Records from a collection:
------------------------------------------------------------
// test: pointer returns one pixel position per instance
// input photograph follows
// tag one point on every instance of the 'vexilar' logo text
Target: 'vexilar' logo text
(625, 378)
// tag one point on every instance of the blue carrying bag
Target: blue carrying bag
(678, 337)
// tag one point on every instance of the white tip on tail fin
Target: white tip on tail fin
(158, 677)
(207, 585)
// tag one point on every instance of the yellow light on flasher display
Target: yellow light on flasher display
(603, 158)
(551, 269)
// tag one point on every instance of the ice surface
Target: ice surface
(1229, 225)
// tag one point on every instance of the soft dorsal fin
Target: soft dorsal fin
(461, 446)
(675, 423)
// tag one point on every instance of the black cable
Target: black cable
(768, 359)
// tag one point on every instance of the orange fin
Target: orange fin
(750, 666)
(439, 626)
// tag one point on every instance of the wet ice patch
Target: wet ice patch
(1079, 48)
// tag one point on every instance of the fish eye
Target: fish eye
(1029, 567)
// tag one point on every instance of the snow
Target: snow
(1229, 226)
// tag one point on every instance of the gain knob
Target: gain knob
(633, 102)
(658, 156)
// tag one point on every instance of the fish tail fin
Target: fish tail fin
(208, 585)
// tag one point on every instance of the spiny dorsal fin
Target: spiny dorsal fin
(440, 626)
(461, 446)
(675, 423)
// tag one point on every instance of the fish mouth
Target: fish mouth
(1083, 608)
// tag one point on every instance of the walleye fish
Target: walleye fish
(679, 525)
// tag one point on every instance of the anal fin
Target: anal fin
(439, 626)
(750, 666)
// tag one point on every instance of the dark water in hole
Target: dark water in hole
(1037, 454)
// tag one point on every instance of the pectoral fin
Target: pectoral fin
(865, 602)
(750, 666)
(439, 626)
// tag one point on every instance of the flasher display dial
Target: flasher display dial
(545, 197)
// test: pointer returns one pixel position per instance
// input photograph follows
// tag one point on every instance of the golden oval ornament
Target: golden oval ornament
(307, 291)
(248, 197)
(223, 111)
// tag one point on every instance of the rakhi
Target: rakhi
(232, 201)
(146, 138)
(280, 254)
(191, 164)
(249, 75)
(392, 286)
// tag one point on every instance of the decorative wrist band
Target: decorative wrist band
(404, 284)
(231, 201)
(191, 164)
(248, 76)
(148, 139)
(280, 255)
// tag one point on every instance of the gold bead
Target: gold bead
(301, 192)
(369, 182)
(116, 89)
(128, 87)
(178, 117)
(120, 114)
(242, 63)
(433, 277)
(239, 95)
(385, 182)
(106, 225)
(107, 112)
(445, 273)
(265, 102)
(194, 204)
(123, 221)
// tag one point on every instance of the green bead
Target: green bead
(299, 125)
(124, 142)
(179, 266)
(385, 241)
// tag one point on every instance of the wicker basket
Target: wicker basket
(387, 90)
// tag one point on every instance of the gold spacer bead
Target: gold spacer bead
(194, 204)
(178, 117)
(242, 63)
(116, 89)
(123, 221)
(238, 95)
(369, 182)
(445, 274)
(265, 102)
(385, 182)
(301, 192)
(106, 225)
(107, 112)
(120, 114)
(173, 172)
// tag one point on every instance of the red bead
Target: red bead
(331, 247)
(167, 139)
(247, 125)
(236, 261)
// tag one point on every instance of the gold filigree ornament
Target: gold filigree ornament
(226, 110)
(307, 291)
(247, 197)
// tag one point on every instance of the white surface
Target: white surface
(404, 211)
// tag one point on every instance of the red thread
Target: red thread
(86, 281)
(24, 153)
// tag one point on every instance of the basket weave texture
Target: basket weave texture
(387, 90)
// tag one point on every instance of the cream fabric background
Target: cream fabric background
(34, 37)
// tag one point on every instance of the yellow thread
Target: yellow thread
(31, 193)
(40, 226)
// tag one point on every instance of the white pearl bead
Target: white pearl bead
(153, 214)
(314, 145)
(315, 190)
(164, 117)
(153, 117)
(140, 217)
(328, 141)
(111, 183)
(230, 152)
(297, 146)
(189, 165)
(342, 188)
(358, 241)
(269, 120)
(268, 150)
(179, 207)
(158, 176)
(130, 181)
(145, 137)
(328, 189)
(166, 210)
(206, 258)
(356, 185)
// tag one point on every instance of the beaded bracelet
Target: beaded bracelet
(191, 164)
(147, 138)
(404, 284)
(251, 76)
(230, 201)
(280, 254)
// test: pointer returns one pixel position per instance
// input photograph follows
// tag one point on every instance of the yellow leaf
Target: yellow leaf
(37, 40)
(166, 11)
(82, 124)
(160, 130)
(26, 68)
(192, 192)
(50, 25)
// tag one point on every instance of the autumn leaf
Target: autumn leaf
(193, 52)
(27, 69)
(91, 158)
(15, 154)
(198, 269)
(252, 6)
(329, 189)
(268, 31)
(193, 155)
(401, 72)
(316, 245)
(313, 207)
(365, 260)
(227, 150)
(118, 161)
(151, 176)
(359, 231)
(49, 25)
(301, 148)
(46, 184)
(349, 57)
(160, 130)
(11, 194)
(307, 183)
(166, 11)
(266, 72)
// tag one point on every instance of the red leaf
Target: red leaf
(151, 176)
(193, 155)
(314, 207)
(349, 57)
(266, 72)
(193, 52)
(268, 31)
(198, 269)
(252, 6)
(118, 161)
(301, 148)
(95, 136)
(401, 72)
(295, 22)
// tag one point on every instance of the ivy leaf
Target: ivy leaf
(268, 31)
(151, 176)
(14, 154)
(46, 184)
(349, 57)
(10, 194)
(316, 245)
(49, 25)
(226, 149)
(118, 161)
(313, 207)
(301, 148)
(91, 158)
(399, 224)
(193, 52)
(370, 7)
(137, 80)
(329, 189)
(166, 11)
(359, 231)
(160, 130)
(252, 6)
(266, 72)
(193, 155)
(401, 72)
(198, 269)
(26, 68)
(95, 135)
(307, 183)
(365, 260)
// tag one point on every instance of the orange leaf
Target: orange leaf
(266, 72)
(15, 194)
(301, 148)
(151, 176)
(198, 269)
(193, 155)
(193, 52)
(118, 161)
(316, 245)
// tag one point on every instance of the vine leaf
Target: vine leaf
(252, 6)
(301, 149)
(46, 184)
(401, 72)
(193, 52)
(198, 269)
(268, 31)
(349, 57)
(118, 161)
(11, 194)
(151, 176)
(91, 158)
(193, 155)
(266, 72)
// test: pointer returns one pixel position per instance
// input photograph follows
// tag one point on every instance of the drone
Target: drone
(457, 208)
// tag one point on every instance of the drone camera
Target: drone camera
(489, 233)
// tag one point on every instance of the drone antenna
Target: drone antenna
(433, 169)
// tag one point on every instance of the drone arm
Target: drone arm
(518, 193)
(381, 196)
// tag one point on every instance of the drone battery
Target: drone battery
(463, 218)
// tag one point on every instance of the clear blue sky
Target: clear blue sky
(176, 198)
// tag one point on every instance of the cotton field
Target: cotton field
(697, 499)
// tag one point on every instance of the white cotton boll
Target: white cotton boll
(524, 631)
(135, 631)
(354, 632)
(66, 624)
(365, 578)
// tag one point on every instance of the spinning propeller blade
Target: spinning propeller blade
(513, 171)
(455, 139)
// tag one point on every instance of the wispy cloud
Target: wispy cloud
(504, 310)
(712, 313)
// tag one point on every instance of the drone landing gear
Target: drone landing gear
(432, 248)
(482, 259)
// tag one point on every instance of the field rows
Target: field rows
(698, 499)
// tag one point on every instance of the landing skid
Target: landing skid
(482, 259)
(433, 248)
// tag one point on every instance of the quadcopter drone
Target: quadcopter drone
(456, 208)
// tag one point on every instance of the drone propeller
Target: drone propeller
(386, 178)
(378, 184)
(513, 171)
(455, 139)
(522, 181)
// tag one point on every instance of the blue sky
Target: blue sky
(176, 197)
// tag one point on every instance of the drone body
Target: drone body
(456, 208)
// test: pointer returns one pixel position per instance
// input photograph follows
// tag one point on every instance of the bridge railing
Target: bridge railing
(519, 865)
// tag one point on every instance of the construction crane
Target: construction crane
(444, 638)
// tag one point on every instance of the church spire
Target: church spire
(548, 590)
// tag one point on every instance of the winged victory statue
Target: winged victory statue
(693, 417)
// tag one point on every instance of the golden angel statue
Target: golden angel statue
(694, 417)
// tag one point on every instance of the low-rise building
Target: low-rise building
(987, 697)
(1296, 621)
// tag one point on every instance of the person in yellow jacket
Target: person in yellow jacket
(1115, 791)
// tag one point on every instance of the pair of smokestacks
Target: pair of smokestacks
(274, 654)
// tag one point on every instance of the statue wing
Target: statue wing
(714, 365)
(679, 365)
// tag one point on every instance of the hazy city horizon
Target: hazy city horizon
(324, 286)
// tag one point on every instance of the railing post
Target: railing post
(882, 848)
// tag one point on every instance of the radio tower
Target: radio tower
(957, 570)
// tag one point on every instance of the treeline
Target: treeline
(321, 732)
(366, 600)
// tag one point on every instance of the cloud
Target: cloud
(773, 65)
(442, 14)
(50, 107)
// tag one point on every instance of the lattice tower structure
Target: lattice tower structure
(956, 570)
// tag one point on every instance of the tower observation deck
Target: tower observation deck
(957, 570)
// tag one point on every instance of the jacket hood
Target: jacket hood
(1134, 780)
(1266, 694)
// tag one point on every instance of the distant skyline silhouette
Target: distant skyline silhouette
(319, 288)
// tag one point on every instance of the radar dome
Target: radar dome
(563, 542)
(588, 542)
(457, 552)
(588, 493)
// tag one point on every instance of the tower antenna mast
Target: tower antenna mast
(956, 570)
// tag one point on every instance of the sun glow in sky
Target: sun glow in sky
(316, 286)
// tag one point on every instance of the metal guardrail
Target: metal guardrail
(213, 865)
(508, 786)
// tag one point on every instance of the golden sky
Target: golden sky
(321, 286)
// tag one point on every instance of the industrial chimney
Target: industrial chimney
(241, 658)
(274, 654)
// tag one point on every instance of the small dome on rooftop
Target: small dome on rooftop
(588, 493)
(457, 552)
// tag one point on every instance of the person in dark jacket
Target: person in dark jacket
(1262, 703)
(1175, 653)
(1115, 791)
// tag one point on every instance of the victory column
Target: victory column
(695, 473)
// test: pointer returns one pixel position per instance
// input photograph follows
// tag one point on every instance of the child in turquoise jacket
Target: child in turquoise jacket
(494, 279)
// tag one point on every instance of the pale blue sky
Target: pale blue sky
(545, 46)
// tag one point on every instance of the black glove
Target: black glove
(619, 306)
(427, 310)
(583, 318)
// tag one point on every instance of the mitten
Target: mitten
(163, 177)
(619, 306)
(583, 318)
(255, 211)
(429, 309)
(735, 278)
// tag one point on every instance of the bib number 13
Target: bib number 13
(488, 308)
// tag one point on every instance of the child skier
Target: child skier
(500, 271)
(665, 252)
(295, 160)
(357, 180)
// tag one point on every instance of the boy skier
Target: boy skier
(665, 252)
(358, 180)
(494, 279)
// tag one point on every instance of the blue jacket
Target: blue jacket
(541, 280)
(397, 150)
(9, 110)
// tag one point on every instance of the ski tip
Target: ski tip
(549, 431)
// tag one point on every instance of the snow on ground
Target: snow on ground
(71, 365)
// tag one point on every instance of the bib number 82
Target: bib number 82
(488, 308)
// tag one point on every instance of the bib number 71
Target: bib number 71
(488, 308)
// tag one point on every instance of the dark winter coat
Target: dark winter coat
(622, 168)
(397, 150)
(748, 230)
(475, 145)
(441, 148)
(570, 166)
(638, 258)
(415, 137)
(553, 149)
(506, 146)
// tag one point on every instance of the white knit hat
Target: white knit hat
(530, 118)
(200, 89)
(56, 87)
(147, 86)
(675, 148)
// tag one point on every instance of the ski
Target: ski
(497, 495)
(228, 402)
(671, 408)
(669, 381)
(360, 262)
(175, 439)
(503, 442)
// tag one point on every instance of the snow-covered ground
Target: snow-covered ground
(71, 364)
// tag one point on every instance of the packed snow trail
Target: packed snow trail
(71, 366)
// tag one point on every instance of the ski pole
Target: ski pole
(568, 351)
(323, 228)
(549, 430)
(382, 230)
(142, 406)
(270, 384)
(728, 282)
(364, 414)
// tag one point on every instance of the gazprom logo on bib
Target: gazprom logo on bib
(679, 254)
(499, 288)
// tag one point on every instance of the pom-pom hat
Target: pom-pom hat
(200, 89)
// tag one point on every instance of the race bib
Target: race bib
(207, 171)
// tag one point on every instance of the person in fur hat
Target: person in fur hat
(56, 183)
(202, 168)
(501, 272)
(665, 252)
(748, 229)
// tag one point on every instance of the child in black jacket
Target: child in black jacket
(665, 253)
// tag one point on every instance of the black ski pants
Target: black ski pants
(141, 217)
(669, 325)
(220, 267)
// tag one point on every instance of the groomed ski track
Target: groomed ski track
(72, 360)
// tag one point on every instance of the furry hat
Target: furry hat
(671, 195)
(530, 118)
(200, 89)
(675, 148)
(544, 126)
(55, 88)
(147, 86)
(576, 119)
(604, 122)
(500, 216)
------------------------------------------------------------
Problem requirements: Quote every line from the line containing "the race bib" through the closing line of the listing, including both.

Task solution:
// tag one point on every instance of the race bib
Target: race bib
(207, 171)
// tag one point on every instance of the person in fur hat
Target: person in fur hat
(56, 183)
(202, 168)
(501, 272)
(665, 252)
(748, 229)
// tag one point on every instance of the child in black jacket
Target: child in black jacket
(665, 253)
// tag one point on every instance of the black ski pants
Target: black ski pants
(141, 217)
(669, 325)
(220, 267)
// tag one point on every instance of the groomed ski track
Target: groomed ski track
(72, 360)
// tag one point on every instance of the furry hat
Target: furry hat
(671, 195)
(530, 118)
(200, 89)
(675, 148)
(544, 126)
(55, 88)
(147, 86)
(576, 119)
(604, 122)
(500, 216)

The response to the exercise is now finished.